:: SUPPLIED MATERIAL ::
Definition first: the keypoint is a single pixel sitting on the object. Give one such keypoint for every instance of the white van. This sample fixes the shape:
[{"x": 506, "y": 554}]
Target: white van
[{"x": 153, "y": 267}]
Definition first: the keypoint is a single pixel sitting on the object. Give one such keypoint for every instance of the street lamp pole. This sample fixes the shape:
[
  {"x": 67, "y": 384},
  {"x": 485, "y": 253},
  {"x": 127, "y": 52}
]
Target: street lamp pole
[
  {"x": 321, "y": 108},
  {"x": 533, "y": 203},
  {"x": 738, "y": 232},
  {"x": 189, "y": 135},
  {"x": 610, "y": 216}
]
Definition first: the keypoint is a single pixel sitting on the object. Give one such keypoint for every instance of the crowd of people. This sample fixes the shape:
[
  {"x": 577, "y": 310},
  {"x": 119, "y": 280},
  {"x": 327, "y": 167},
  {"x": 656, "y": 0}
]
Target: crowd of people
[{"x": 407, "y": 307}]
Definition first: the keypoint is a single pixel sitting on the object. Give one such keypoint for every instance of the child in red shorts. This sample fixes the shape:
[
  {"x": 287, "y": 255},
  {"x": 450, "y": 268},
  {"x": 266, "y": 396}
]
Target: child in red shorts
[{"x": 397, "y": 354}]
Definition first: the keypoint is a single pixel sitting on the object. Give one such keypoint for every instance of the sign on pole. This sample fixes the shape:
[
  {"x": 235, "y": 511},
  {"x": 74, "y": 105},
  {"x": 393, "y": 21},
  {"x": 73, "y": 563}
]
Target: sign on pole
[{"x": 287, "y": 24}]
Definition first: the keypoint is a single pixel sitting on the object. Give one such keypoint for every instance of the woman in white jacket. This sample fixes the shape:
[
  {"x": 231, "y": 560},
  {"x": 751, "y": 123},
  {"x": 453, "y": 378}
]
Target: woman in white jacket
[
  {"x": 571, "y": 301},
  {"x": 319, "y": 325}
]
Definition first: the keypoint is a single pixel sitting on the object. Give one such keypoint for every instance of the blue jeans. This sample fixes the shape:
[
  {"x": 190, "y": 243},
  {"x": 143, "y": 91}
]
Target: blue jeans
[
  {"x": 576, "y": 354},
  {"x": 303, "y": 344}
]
:::
[WHAT THE TASK ASKS]:
Nothing may be left out. Retype all the entries exactly.

[RESPONSE TO THE EXERCISE]:
Definition first: the keypoint is a single pixel sitting on the object. Give one such keypoint for every instance of the white van. This sample fixes the shape:
[{"x": 506, "y": 554}]
Target: white van
[{"x": 153, "y": 267}]
Definition first: the keypoint is a single pixel sitting on the object. Give one such keypoint for every instance of the street lamp pole. This sample fixes the shape:
[
  {"x": 67, "y": 384},
  {"x": 485, "y": 253},
  {"x": 127, "y": 52}
]
Target: street lamp pole
[
  {"x": 321, "y": 108},
  {"x": 533, "y": 203},
  {"x": 738, "y": 232},
  {"x": 189, "y": 135},
  {"x": 610, "y": 216}
]
Definition first: the keypoint is a single pixel sitting on the object. Give one such keypoint for every instance of the crowd of people. This sample fixes the shape:
[
  {"x": 577, "y": 310},
  {"x": 119, "y": 280},
  {"x": 327, "y": 167},
  {"x": 656, "y": 0}
]
Target: crowd of people
[{"x": 407, "y": 307}]
Definition first: the keypoint is a single pixel sitting on the object. Give one such keypoint for every instance of the child in red shorts. This sample fixes the shape:
[
  {"x": 287, "y": 255},
  {"x": 450, "y": 268},
  {"x": 266, "y": 396}
]
Target: child in red shorts
[{"x": 397, "y": 354}]
Definition first: the keypoint is a single pixel sitting on the object. Give one such keypoint for every instance of the sign on pole. This sample fixes the shape:
[
  {"x": 235, "y": 511},
  {"x": 74, "y": 105},
  {"x": 393, "y": 21},
  {"x": 73, "y": 563}
]
Target: sign on pole
[{"x": 287, "y": 24}]
Definition first: the keypoint is a single pixel sitting on the object. Give one such keypoint for every instance of the woman in white jacket. This sample fixes the shape:
[
  {"x": 231, "y": 560},
  {"x": 751, "y": 123},
  {"x": 453, "y": 378}
]
Target: woman in white jacket
[
  {"x": 571, "y": 301},
  {"x": 319, "y": 325}
]
Definition first: the keypoint is a single pixel sitting on the object. Give one such keypoint for every instance of the blue jeans. This sample fixes the shape:
[
  {"x": 190, "y": 243},
  {"x": 143, "y": 91}
]
Target: blue jeans
[
  {"x": 576, "y": 354},
  {"x": 303, "y": 344}
]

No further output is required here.